— BEGIN Material to process —
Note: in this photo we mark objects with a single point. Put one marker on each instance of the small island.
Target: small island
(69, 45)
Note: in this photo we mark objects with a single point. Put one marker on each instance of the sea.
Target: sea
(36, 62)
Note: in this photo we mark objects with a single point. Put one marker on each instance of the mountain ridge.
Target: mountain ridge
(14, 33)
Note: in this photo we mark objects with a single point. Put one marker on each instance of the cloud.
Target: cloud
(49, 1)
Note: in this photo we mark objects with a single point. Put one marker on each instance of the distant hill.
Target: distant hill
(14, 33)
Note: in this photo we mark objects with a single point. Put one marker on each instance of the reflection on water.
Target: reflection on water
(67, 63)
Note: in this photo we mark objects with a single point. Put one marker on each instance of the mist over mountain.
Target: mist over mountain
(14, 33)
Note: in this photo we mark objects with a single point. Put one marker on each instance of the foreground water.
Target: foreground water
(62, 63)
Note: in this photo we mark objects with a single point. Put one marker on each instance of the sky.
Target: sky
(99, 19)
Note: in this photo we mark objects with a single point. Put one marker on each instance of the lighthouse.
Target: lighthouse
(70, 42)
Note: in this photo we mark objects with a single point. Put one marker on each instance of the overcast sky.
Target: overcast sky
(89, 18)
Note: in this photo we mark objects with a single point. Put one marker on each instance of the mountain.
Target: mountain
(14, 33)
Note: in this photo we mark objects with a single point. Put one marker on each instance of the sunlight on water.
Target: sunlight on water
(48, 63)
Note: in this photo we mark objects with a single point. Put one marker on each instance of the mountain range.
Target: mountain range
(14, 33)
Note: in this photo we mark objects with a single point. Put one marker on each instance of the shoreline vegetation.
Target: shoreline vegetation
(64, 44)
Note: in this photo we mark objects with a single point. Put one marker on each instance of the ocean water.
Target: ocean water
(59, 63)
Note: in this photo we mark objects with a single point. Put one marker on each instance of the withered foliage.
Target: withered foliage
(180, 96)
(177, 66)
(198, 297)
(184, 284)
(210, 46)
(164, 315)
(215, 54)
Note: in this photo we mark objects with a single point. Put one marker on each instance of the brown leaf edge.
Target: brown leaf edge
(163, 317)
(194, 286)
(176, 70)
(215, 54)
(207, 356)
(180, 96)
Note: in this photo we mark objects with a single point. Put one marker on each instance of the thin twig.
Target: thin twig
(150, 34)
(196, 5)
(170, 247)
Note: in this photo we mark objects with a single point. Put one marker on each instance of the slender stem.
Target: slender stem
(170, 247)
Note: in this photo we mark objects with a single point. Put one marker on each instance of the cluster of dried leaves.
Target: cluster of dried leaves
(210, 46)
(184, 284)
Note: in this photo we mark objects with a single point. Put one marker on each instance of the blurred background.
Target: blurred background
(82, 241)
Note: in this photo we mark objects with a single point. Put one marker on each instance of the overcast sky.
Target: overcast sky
— END Material to process —
Task statement: Can you set out every one of the lines above as a Markdown table with two columns, "Row" for the row number and "Line" for the line itself, skipping any blank lines?

Solution to the problem:
| Row | Line |
|---|---|
| 1 | Note: in this photo we mark objects with a single point. Put one marker on each instance of the small island. |
| 2 | Target: small island |
| 3 | (69, 45) |
| 4 | Note: in this photo we mark objects with a single point. Put one marker on each instance of the sea. |
| 5 | Target: sea |
| 6 | (36, 62) |
| 7 | Note: in this photo we mark objects with a single point. Put one marker on each instance of the mountain ridge. |
| 8 | Target: mountain ridge |
| 9 | (14, 33) |
| 10 | Note: in this photo we mark objects with a single point. Put one marker on each instance of the cloud. |
| 11 | Target: cloud |
| 12 | (49, 1) |
| 13 | Note: in this photo we mark objects with a single point. Put one marker on each instance of the distant hill. |
| 14 | Target: distant hill |
| 15 | (14, 33) |
| 16 | Note: in this photo we mark objects with a single point. Put one marker on each instance of the reflection on water. |
| 17 | Target: reflection on water |
| 18 | (67, 63) |
| 19 | Note: in this photo we mark objects with a single point. Put one marker on each instance of the mist over mountain. |
| 20 | Target: mist over mountain |
| 21 | (14, 33) |
| 22 | Note: in this photo we mark objects with a single point. Put one marker on each instance of the foreground water. |
| 23 | Target: foreground water |
| 24 | (62, 63) |
| 25 | Note: in this photo we mark objects with a single point. Put one marker on each instance of the sky. |
| 26 | Target: sky |
| 27 | (99, 19) |
| 28 | Note: in this photo we mark objects with a single point. Put one marker on each instance of the lighthouse. |
| 29 | Target: lighthouse |
| 30 | (70, 42) |
| 31 | Note: in this photo we mark objects with a single point. Put one marker on each instance of the overcast sky. |
| 32 | Target: overcast sky |
| 33 | (89, 18) |
| 34 | Note: in this photo we mark objects with a single point. Put one marker on each instance of the mountain. |
| 35 | Target: mountain |
| 36 | (14, 33) |
| 37 | Note: in this photo we mark objects with a single point. Put one marker on each instance of the sunlight on water. |
| 38 | Target: sunlight on water |
| 39 | (48, 63) |
| 40 | Note: in this photo we mark objects with a single point. Put one marker on each instance of the mountain range. |
| 41 | Target: mountain range |
| 42 | (14, 33) |
| 43 | Note: in this photo we mark objects with a single point. Put one marker on each instance of the shoreline vegetation. |
| 44 | Target: shoreline vegetation |
| 45 | (64, 44) |
| 46 | Note: in this photo we mark objects with a single point. Put one marker on each instance of the ocean water. |
| 47 | Target: ocean water |
| 48 | (59, 63) |
| 49 | Note: in this photo we mark objects with a single point. Put one marker on each instance of the withered foliage. |
| 50 | Target: withered foliage |
| 51 | (180, 96) |
| 52 | (177, 66) |
| 53 | (198, 297) |
| 54 | (184, 284) |
| 55 | (210, 46) |
| 56 | (164, 315) |
| 57 | (215, 54) |
| 58 | Note: in this photo we mark objects with a single point. Put one marker on each instance of the brown leaf edge. |
| 59 | Target: brown leaf edge |
| 60 | (163, 317) |
| 61 | (194, 286) |
| 62 | (176, 70) |
| 63 | (215, 54) |
| 64 | (207, 356) |
| 65 | (180, 96) |
| 66 | Note: in this photo we mark objects with a single point. Put one marker on each instance of the thin twig. |
| 67 | Target: thin twig |
| 68 | (150, 34) |
| 69 | (196, 5) |
| 70 | (170, 247) |
| 71 | Note: in this photo we mark objects with a single point. Put one marker on each instance of the slender stem. |
| 72 | Target: slender stem |
| 73 | (170, 247) |
| 74 | Note: in this photo we mark objects with a single point. Put one marker on each instance of the cluster of dried leaves. |
| 75 | Target: cluster of dried leaves |
| 76 | (210, 46) |
| 77 | (184, 284) |
| 78 | Note: in this photo we mark objects with a single point. Put one marker on each instance of the blurred background. |
| 79 | Target: blurred background |
| 80 | (82, 241) |
| 81 | Note: in this photo we mark objects with a single point. Put one marker on each instance of the overcast sky. |
| 82 | Target: overcast sky |